# start of The records

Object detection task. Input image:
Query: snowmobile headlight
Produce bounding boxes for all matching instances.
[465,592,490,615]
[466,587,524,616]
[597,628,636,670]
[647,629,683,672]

# end of The records

Write out the lines above word for word.

Response
Object detection task. Input image:
Query: snowmobile headlight
Produce bounding boxes for all matching instances.
[465,592,490,615]
[466,587,524,616]
[597,628,636,670]
[647,629,683,672]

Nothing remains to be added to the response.